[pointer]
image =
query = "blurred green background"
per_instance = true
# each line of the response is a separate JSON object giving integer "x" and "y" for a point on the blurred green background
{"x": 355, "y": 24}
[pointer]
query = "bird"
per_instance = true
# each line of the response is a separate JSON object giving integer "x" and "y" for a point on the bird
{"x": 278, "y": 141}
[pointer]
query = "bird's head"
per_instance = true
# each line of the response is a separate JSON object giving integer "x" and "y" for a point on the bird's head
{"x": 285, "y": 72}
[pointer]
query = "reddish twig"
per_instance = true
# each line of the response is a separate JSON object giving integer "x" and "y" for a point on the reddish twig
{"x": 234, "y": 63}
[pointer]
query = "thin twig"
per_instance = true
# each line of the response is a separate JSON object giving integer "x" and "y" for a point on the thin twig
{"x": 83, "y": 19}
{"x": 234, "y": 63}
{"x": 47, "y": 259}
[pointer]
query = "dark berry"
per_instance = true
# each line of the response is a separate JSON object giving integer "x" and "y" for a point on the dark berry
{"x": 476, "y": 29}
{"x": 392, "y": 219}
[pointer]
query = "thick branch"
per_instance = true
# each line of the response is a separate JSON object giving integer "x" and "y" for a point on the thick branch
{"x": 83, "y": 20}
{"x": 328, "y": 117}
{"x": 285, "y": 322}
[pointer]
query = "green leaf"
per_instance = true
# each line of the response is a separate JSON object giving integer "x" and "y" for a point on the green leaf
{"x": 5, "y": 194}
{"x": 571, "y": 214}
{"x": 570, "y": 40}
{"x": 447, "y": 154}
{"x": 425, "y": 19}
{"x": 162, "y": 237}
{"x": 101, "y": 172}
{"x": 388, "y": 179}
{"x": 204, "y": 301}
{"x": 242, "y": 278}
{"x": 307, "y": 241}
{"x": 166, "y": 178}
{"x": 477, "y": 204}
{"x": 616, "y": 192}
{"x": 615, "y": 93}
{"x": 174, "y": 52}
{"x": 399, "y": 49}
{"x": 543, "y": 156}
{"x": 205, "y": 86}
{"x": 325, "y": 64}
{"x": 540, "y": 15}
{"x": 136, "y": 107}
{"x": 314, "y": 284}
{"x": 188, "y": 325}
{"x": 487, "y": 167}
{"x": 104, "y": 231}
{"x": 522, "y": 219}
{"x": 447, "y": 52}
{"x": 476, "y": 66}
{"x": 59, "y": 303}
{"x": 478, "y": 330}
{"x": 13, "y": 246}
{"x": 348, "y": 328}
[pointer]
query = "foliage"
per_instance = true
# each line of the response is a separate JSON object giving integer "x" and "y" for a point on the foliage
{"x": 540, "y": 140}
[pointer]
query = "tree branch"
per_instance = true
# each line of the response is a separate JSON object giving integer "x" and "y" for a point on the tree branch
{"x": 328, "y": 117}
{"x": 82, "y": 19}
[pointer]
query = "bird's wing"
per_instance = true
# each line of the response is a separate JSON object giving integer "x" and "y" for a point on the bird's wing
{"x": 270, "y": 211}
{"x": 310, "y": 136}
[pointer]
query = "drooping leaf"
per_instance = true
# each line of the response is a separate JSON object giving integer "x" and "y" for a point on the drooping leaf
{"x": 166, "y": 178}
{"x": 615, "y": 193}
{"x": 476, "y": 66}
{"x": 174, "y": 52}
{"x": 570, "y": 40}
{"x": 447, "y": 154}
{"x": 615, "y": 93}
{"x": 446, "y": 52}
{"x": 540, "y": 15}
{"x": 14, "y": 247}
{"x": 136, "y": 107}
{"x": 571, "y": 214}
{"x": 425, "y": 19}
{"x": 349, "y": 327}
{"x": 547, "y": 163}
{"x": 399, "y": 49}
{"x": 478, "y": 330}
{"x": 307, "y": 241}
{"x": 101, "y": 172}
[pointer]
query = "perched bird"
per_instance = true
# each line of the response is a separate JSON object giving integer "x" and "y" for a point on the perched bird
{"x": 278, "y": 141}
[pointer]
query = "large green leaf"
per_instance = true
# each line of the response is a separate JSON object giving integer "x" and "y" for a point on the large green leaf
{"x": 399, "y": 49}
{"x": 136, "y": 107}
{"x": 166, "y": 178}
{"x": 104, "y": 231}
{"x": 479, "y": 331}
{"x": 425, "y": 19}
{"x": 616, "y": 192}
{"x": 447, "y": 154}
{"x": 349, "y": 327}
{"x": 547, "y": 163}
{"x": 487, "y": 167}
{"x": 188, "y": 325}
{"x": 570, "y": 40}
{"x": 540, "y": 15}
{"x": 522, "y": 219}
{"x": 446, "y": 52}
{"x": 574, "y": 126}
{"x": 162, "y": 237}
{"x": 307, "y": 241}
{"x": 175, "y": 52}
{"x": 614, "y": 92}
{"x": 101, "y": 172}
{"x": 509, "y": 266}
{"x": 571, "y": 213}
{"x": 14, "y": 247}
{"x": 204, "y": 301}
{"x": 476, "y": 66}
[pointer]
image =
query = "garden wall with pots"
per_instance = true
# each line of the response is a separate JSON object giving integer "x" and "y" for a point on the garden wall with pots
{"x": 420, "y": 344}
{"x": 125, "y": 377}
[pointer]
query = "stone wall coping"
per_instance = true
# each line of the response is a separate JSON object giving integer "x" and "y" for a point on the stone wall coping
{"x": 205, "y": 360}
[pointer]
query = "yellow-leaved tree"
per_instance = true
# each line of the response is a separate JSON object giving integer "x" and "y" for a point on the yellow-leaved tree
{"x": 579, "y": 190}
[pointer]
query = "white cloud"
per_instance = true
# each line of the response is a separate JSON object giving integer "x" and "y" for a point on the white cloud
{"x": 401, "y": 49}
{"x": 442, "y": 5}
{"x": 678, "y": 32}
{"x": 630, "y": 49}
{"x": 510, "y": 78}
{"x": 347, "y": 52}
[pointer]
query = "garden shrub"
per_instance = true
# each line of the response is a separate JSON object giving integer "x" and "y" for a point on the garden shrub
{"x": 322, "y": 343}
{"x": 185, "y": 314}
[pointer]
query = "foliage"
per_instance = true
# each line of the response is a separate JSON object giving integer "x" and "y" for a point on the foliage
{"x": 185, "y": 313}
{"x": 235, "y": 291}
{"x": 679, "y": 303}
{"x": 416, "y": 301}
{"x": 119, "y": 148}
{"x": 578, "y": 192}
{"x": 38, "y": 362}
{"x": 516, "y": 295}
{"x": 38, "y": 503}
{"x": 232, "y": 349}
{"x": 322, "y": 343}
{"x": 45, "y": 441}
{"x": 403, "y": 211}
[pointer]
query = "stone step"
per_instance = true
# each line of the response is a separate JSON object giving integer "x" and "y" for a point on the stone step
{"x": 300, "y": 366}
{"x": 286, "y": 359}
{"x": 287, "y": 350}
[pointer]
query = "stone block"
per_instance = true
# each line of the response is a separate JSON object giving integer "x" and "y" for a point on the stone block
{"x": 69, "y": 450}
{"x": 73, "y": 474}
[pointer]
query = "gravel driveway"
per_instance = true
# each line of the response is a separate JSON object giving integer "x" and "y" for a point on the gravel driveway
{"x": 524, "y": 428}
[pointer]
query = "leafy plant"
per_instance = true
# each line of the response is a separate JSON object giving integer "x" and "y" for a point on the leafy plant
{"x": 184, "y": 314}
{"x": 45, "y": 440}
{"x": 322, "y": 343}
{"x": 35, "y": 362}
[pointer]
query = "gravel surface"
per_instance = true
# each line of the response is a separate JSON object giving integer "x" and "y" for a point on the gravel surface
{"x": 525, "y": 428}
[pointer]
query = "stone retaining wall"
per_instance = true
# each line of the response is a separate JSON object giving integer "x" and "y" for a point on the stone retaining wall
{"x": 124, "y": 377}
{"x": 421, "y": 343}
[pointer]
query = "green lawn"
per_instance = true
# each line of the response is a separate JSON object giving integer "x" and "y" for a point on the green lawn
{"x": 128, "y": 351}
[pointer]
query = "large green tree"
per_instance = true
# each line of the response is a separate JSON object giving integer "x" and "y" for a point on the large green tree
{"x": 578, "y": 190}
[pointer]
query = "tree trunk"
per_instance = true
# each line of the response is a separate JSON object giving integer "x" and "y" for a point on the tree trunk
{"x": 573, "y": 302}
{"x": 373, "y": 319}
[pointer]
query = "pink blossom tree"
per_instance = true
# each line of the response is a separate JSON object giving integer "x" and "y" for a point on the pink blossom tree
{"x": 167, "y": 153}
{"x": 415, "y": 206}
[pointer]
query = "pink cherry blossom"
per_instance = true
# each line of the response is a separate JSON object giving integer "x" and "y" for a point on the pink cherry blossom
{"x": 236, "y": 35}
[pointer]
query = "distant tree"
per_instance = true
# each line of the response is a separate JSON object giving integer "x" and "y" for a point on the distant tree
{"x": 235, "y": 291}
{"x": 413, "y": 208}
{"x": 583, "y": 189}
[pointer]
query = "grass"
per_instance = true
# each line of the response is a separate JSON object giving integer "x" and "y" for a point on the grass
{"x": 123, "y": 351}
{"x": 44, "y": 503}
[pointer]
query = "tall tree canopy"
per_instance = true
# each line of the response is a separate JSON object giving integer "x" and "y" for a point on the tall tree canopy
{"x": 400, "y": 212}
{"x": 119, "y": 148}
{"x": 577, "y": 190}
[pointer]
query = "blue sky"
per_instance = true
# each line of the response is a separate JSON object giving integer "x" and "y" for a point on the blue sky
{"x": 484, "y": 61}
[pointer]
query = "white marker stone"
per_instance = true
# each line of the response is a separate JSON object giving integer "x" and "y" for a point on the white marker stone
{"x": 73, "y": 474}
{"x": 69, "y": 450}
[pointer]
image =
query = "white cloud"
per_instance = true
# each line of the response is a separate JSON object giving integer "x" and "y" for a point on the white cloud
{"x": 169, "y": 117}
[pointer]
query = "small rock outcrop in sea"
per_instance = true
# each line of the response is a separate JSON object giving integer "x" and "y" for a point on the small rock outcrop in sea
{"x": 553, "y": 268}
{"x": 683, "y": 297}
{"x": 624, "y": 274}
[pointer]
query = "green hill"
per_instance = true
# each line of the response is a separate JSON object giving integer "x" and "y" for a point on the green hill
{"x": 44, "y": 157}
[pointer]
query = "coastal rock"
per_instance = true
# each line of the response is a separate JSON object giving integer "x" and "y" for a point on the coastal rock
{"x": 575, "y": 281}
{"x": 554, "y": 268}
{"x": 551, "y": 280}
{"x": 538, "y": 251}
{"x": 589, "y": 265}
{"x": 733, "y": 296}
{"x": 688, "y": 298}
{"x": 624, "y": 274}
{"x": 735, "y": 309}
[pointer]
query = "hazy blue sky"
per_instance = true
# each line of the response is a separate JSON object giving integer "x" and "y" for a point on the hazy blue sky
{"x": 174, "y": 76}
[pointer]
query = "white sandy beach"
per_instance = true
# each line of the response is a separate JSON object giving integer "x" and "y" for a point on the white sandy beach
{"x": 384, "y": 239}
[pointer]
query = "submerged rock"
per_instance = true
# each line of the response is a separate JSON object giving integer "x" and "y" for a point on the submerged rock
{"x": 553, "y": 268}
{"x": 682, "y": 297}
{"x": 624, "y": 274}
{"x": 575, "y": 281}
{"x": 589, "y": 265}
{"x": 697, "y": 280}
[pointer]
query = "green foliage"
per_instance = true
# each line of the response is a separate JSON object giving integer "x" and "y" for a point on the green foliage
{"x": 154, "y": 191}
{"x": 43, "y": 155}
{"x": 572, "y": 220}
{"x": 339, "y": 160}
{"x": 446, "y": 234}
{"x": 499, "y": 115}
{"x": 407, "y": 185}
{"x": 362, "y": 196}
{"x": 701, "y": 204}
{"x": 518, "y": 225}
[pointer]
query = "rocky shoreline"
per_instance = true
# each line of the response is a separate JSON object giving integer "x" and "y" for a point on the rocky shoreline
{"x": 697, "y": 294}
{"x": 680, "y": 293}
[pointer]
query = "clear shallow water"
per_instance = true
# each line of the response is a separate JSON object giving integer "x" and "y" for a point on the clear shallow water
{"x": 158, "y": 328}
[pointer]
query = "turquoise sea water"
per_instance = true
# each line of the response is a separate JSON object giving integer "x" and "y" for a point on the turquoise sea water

▸ **Task requirements**
Pick out every line of the material above that contains the word "perched", and copy each one in full.

▸ **Response to this task**
query = "perched bird"
# each line of the response is a separate JSON object giving integer "x" and "y" for a point on the perched bird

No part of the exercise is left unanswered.